I also biked over to the dragon sculpture by Ricardo Breceda that I had mentioned in the Bighorn Sheep Sculptures post so that I could take a photograph of it. Today is calm and clear and my sanity has once again been restored. We are planning on another RV trip next week and are thinking of going to The Fountain of Youth RV Park by the Salton Sea. I could use some of that magic because my skin feels really dry and my throat parched from the intense heat and lack of moisture. The Fountain of Youth sounds like a miracle to me! Callie was able to climb her olive tree again this morning and can actually hang outside for awhile today. It has been too windy almost all week for any outdoor activity.

The Bighorn Sheep Sculptures of Anza- Borrego Desert State Park

What a beautiful day it was for an off-road bike ride in Anza- Borrego Desert State Park. The weather is beautiful and the wind has died down for now. Another windstorm is expected tomorrow so we took advantage of playing outdoors today. We biked over to the herd of bighorn sheep sculptures that aren’t far from my house.

Ricardo Breceda is a local sculptor that works primarily with metal and places his artwork, here in the desert, free of charge, for people to appreciate and admire from all over the world. I love the animals that are native to the region, but Breceda does have a dragon near my house that attracts a lot of attention and is one of his favorite pieces. The head and snake like body is situated on one side of the road, and the tail with a rattle like a rattlesnake sits on the other side of the road. It appears that a section of the dragon’s body has slid under the street. There are scorpions and locusts, saber-toothed tigers, horses, a raven, elephants, tortoises and many more.

▸ **DATASET ENTRIES**:

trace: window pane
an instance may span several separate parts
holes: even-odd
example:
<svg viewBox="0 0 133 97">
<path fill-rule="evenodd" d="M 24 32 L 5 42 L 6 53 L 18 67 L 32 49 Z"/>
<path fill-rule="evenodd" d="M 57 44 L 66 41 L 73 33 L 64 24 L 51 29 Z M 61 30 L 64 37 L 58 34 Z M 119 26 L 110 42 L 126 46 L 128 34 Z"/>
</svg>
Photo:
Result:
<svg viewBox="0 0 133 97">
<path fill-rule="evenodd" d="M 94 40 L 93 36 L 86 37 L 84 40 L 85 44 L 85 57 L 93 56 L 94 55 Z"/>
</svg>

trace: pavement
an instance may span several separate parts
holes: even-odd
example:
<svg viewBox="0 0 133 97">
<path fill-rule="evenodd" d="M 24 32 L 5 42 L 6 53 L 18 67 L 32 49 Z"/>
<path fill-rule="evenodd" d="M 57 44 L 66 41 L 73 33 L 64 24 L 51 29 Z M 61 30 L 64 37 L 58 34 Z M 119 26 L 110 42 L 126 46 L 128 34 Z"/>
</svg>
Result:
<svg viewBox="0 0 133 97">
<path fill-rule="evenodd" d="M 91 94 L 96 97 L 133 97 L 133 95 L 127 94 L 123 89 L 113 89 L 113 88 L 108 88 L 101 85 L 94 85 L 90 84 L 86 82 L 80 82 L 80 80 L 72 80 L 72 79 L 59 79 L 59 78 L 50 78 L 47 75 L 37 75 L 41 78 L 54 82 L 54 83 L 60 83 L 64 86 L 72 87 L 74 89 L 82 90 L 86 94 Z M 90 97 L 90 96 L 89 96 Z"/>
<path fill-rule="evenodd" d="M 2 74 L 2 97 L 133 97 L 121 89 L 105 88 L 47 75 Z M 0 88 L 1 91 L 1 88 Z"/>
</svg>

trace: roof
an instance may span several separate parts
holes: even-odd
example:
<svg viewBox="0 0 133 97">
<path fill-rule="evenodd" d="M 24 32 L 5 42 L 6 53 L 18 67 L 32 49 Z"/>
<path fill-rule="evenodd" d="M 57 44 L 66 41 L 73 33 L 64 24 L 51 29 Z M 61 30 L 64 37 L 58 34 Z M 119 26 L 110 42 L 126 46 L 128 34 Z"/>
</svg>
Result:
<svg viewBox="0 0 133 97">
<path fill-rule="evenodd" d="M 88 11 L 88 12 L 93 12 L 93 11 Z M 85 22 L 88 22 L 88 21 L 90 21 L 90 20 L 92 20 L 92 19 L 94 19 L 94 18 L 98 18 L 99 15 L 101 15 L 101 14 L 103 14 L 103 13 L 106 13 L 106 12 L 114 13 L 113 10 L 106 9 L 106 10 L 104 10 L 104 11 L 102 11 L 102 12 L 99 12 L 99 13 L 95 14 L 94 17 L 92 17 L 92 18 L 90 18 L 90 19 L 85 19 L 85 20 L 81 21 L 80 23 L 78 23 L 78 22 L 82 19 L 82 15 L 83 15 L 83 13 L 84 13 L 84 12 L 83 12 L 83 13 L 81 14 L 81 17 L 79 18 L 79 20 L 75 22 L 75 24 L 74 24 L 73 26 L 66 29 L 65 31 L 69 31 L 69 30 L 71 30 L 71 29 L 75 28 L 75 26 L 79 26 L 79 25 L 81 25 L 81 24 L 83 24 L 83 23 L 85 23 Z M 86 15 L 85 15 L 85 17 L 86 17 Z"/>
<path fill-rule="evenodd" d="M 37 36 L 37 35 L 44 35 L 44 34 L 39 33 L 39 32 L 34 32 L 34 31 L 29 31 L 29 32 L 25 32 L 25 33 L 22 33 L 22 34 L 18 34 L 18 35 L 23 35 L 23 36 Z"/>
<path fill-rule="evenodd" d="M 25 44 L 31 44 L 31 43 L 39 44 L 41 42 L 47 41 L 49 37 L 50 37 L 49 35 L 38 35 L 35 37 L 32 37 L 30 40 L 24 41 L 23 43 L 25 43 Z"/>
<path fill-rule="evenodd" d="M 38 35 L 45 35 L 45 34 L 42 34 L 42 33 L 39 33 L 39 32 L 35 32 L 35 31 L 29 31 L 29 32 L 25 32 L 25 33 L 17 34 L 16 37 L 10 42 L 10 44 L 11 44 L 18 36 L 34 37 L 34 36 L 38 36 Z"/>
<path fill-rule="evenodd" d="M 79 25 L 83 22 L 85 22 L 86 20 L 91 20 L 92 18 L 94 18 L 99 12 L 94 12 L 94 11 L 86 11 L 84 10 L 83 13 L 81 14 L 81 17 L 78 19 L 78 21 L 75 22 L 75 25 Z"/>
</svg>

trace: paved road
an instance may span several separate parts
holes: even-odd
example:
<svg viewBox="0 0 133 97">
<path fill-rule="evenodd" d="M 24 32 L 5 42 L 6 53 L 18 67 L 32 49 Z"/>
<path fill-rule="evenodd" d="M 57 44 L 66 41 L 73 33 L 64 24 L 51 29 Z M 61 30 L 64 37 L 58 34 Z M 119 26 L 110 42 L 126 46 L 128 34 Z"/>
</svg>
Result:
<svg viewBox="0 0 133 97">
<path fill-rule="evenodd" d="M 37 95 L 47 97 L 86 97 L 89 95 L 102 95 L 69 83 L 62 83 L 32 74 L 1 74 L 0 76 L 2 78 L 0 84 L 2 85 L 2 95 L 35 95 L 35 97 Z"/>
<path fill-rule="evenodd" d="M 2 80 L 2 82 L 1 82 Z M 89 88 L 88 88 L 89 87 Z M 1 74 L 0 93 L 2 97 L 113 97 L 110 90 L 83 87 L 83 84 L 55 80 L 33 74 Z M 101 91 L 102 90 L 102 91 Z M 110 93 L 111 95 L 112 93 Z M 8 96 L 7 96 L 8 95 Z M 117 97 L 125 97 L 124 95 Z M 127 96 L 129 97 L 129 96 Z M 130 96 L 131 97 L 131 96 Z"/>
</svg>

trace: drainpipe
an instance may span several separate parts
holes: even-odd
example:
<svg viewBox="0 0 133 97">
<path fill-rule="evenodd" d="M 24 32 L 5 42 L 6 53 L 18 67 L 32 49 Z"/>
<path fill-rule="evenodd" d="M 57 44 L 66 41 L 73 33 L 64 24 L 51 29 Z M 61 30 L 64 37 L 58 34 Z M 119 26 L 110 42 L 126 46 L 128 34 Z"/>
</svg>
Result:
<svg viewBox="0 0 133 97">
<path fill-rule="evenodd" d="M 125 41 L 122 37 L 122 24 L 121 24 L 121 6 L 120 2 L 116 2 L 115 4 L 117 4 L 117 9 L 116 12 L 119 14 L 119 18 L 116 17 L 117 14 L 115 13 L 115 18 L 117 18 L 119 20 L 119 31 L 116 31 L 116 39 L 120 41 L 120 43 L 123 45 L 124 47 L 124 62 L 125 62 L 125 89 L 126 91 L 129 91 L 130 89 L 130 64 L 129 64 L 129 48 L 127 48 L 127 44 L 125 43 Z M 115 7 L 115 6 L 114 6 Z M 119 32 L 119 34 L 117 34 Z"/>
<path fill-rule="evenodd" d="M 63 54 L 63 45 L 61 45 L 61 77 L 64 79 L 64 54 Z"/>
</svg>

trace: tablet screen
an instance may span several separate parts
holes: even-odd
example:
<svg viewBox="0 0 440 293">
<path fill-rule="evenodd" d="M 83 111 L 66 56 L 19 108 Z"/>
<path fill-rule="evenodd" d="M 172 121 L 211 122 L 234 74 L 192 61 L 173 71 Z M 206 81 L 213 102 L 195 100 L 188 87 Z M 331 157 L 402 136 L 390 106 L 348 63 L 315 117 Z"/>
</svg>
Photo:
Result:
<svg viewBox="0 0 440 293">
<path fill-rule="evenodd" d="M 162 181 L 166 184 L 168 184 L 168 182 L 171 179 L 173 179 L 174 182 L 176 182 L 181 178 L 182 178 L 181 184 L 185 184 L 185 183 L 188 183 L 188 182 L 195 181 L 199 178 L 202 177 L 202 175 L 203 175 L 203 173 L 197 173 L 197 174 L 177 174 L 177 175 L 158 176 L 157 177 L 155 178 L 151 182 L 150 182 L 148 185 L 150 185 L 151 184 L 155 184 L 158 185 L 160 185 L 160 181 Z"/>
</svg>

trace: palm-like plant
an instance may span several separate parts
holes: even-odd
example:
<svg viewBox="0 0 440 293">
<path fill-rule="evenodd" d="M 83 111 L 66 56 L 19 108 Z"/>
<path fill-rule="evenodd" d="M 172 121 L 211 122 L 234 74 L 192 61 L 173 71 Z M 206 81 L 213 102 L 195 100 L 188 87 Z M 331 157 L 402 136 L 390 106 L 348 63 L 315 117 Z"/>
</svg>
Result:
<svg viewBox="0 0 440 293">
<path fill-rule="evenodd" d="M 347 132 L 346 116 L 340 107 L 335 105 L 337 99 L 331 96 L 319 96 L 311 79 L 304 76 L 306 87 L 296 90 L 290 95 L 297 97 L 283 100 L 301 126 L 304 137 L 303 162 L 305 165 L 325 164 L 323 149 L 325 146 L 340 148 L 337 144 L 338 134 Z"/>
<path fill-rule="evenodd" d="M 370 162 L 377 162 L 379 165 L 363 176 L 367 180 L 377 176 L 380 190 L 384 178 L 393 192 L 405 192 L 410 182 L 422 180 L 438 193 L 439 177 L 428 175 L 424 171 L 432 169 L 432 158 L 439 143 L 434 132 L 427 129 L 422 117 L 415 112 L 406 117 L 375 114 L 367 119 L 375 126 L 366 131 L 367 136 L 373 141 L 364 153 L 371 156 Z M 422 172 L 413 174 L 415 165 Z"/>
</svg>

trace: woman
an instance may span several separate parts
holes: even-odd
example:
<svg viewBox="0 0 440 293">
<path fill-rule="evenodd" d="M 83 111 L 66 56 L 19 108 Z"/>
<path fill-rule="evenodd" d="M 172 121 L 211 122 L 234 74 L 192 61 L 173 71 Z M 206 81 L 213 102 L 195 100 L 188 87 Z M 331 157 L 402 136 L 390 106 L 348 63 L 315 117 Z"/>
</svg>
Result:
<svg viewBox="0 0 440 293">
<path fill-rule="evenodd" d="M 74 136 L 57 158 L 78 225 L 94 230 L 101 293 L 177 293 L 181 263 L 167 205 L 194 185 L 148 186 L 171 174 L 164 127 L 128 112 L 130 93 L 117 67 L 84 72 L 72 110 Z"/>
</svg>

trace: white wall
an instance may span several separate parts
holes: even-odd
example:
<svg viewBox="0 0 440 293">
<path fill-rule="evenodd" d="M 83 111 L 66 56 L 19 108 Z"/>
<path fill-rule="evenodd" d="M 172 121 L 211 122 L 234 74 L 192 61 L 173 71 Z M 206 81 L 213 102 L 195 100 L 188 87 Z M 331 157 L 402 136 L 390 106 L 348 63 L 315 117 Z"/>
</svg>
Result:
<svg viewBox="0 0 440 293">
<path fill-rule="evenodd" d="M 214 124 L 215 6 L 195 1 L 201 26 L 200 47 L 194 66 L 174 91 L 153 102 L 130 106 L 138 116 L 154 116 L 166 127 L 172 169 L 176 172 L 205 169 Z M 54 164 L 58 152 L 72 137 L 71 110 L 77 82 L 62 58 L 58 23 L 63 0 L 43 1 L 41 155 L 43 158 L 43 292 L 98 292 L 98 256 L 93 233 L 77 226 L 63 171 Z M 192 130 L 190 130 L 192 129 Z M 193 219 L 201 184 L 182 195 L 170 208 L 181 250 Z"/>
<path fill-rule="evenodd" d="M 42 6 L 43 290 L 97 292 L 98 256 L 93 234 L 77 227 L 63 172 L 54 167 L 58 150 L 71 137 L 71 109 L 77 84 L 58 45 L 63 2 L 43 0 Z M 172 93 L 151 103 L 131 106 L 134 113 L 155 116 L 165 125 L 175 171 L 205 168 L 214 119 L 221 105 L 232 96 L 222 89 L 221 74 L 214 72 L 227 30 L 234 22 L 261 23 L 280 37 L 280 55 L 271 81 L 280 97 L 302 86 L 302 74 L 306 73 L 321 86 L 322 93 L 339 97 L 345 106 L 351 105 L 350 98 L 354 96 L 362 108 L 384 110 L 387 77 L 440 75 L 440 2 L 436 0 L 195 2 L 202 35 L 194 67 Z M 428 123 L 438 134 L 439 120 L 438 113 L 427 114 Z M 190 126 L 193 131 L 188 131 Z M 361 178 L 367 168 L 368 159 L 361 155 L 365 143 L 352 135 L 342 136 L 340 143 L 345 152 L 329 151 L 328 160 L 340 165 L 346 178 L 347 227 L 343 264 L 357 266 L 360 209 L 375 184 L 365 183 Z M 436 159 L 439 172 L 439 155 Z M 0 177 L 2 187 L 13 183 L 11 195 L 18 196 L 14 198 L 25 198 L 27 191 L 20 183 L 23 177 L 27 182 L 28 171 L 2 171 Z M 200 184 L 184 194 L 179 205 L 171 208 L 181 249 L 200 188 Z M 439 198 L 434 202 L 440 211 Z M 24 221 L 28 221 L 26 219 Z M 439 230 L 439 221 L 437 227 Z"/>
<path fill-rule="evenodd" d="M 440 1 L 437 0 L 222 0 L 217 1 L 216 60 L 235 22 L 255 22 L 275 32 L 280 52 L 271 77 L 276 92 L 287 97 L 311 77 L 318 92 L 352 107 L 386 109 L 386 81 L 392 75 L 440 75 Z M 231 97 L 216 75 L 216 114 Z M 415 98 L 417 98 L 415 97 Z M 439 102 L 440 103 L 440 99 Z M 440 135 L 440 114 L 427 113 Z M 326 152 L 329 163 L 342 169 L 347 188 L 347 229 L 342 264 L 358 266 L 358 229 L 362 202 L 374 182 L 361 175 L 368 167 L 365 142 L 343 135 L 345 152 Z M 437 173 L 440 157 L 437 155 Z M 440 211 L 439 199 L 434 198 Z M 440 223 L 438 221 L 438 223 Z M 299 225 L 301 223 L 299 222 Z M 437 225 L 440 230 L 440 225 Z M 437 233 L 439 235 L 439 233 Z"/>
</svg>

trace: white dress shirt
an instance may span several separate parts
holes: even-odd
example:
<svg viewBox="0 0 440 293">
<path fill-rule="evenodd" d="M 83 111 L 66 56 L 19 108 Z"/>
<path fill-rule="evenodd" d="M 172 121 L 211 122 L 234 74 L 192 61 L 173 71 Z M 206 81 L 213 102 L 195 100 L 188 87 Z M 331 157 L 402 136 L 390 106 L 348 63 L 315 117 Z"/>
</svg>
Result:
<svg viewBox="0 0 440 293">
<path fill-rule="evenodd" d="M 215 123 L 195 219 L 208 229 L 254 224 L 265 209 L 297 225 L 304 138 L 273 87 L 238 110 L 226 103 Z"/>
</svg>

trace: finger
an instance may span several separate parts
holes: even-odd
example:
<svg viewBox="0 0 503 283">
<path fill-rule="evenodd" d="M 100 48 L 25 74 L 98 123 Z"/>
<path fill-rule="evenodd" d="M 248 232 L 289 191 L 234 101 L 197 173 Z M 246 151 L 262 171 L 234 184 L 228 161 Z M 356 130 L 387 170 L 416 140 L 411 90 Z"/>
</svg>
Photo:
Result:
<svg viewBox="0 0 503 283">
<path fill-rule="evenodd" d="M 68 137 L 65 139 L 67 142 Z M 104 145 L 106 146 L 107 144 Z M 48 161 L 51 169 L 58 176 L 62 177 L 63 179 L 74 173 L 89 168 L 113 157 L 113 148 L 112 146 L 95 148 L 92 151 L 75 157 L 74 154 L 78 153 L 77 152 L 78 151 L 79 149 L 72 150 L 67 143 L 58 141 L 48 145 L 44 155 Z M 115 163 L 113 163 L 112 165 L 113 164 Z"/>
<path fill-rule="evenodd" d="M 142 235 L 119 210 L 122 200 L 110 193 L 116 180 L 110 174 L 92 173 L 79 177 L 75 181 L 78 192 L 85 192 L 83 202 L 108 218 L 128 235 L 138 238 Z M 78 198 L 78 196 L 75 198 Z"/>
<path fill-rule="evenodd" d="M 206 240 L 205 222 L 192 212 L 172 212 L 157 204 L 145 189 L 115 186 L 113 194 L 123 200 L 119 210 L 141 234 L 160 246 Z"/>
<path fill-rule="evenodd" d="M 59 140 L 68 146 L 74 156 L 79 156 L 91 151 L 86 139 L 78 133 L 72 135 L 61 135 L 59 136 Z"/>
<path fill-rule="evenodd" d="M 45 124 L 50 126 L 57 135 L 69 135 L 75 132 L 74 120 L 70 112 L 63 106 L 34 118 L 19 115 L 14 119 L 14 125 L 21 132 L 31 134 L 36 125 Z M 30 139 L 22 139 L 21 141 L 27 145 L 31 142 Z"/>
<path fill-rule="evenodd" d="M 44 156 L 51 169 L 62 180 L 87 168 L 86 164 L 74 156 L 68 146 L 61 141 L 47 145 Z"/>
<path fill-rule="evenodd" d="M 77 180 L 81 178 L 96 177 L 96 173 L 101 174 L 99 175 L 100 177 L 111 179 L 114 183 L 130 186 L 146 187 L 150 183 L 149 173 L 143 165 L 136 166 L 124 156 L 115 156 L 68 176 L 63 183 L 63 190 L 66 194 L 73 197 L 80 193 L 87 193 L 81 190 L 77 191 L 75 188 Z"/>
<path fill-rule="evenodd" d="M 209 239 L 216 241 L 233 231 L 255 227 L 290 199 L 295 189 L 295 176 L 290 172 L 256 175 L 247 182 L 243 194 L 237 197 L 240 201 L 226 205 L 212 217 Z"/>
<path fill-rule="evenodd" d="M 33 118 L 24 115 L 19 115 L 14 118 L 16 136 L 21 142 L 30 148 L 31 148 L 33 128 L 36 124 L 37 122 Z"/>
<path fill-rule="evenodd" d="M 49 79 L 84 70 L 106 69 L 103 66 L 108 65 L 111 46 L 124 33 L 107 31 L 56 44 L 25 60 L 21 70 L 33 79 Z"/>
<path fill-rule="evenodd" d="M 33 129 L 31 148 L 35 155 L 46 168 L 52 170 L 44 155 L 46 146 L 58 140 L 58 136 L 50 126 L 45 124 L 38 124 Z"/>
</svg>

▸ **GOAL OF THE EXERCISE**: Extract, word for word, the portion of the passage about the Anza-Borrego sculptures running from "What a beautiful" up to and including "from my house.". The rows are separate from the passage about the Anza-Borrego sculptures.

▸ **TASK RESULT**:
What a beautiful day it was for an off-road bike ride in Anza- Borrego Desert State Park. The weather is beautiful and the wind has died down for now. Another windstorm is expected tomorrow so we took advantage of playing outdoors today. We biked over to the herd of bighorn sheep sculptures that aren’t far from my house.